Natural language region descriptions
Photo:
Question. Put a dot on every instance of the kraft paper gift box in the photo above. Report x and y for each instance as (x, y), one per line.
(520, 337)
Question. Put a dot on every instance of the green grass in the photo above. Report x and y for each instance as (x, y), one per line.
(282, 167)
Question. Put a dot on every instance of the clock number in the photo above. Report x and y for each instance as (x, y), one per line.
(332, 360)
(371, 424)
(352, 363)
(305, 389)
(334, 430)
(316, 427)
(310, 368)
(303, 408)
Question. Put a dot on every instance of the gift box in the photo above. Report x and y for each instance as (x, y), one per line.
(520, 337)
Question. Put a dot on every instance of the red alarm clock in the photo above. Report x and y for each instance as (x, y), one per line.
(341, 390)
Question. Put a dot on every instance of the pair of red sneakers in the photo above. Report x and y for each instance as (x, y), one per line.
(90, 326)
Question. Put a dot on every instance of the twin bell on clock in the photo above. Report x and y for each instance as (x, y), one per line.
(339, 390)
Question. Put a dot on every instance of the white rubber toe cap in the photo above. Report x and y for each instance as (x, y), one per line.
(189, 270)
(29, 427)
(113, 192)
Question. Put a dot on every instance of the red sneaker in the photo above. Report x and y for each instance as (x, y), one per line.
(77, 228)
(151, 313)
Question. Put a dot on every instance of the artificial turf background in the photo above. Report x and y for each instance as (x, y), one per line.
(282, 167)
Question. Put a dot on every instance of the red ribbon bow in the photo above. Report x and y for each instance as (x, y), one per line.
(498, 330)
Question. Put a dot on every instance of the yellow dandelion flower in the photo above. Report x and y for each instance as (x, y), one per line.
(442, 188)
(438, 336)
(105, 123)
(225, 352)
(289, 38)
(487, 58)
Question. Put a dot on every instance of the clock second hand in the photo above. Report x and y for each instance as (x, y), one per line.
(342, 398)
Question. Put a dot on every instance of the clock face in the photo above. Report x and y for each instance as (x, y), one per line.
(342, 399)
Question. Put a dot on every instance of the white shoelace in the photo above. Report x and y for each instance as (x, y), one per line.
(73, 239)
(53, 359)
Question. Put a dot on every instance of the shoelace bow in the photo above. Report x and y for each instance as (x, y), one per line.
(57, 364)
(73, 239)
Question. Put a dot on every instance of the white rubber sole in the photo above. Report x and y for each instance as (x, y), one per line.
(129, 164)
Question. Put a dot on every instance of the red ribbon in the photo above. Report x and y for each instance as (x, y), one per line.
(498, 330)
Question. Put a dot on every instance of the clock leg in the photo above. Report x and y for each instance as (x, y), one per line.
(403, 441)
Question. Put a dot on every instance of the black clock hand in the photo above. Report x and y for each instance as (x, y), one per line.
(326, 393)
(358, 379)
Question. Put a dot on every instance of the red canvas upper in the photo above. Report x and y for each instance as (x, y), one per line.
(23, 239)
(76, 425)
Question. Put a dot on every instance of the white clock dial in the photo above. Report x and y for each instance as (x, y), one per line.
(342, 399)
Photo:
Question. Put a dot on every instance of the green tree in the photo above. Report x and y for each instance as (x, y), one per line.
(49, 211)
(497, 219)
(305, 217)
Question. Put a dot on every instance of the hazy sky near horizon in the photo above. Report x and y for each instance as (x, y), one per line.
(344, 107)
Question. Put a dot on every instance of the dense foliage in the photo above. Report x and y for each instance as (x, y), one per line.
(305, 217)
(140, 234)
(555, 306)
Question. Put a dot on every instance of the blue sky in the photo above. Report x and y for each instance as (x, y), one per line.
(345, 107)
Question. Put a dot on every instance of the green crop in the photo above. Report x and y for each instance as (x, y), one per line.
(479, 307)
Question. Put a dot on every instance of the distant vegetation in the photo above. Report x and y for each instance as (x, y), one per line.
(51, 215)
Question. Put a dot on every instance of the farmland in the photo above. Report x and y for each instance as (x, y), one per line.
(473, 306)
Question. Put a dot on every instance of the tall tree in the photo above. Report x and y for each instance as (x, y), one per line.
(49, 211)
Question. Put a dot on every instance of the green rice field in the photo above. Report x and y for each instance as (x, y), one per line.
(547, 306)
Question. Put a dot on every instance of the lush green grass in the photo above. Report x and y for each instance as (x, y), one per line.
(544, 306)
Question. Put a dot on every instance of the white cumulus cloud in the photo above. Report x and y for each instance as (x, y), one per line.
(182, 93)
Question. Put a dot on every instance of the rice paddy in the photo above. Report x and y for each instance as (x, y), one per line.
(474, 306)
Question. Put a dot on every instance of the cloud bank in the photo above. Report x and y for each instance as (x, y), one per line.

[What to do]: Each entry given above is to be duplicated exactly.

[Written solution]:
Photo:
Question. Put a dot on every instance of the kraft paper gift box in the photo above. Report x and y for each instance as (x, y), one per line.
(520, 337)
Question. Put a dot on every instance of the green grass in the photo above. Report x and y for each instance as (x, y), one per line.
(282, 167)
Question. Put a dot on every instance of the clock number in the photo above. Report x and y for each instance as (x, y), one per line.
(332, 360)
(371, 424)
(352, 363)
(305, 389)
(334, 430)
(316, 427)
(310, 368)
(303, 408)
Question. Put a dot on every instance of the gift box in the photo above. Report x and y for each instance as (x, y), one per line.
(520, 337)
Question. Put a dot on every instance of the red alarm clock in the photo above. Report x and y for each instance as (x, y), one per line.
(341, 390)
Question. Put a dot on every instance of the pair of red sneakers in the photo above. Report x and y for each instance as (x, y), one per line.
(90, 326)
Question. Put a dot on every instance of the twin bell on clock in the photo above. Report x and y for each instance as (x, y), one per line.
(339, 390)
Question. Put a dot on every instance of the white rubber toe cap in the photo above. Report x and y for each instance as (x, y), one per line.
(189, 270)
(29, 427)
(113, 192)
Question. Put a dot on every instance of the red sneaker in the photo above. Report x and y for each instance as (x, y), one per line.
(77, 228)
(151, 313)
Question. Put a dot on every instance of the artificial turf background in the photo above. Report x and y for each instance as (x, y), one per line.
(282, 167)
Question. Put a dot on every instance of the red ribbon bow in the photo above. Report x and y for each instance as (x, y), one per line.
(498, 330)
Question. Put a dot on every instance of the yellow dandelion flower in the photo above. Report x and y for each instance as (x, y), one per line.
(442, 188)
(438, 336)
(105, 123)
(225, 352)
(289, 38)
(487, 58)
Question. Put a dot on every instance of the clock second hand in the photo above. Report x and y for each instance as (x, y), one per line.
(342, 398)
Question. Put a dot on every instance of the clock face in the photo above. Report x and y for each instance as (x, y), one per line.
(342, 399)
Question. Put a dot on every instance of the white shoelace in the photo above. Report x and y for each instance as (x, y), one per line.
(73, 239)
(53, 359)
Question. Put a dot on every instance of the shoelace bow in the photo above. Report x and y for each instance as (x, y), one per line.
(57, 364)
(73, 239)
Question. Put a dot on every instance of the white rubber sole in the photo above. Report x and y for each instance as (x, y), one per line.
(129, 164)
Question. Put a dot on every instance of the red ribbon in the photo above. Report x and y for each instance as (x, y), one per line.
(498, 330)
Question. Put a dot on every instance of the clock leg in the photo above. Report x and y for each instance as (x, y), one per line.
(403, 441)
Question. Put a dot on every instance of the black clock hand in the photo above. Report x and y for each instance as (x, y), one per line.
(326, 393)
(358, 379)
Question. Put a dot on every instance of the red canvas upper in the photo above. Report x and y for each instance as (x, y), one per line.
(23, 239)
(76, 425)
Question. Put a dot on every instance of the white clock dial in the photo above. Report x and y for each instance as (x, y), one per line.
(342, 399)
Photo:
Question. Put a dot on every instance of the green tree in the photo above. Report x and y for each instance as (x, y), one per line.
(49, 211)
(497, 219)
(305, 217)
Question. Put a dot on every instance of the hazy sky near horizon in the photo above. Report x and y for each instance as (x, y), one per line.
(344, 107)
Question. Put a dot on every instance of the dense foliage in the photo above. Report x and y for each instance as (x, y), one per line.
(305, 217)
(140, 234)
(555, 306)
Question. Put a dot on every instance of the blue sky in the photo above. Report x and y for each instance as (x, y), one per line.
(345, 107)
Question. Put a dot on every instance of the green crop in the photo above. Report x and y for each instance as (x, y), one per line.
(479, 307)
Question. Put a dot on every instance of the distant vegetation in the photo above. Report x and y for each instance as (x, y), one per line.
(51, 215)
Question. Put a dot on every instance of the farmland in the photo above. Report x and y for each instance as (x, y), one per line.
(473, 306)
Question. Put a dot on every instance of the tall tree in the photo above. Report x and y for each instance as (x, y), one per line.
(49, 211)
Question. Put a dot on every instance of the green rice field in the photo above. Report x and y for each instance as (x, y), one per line.
(547, 306)
Question. Put a dot on every instance of the lush green grass in the photo above. Report x and y for each instance as (x, y), one per line.
(544, 306)
Question. Put a dot on every instance of the white cumulus cloud in the photo above. Report x and y for each instance as (x, y), one per line.
(182, 93)
Question. Put a dot on every instance of the rice paddy in the photo above. Report x and y for each instance as (x, y), one per line.
(474, 306)
Question. Put a dot on every instance of the cloud bank in the photo above. Report x and y for each instance as (x, y), one per line.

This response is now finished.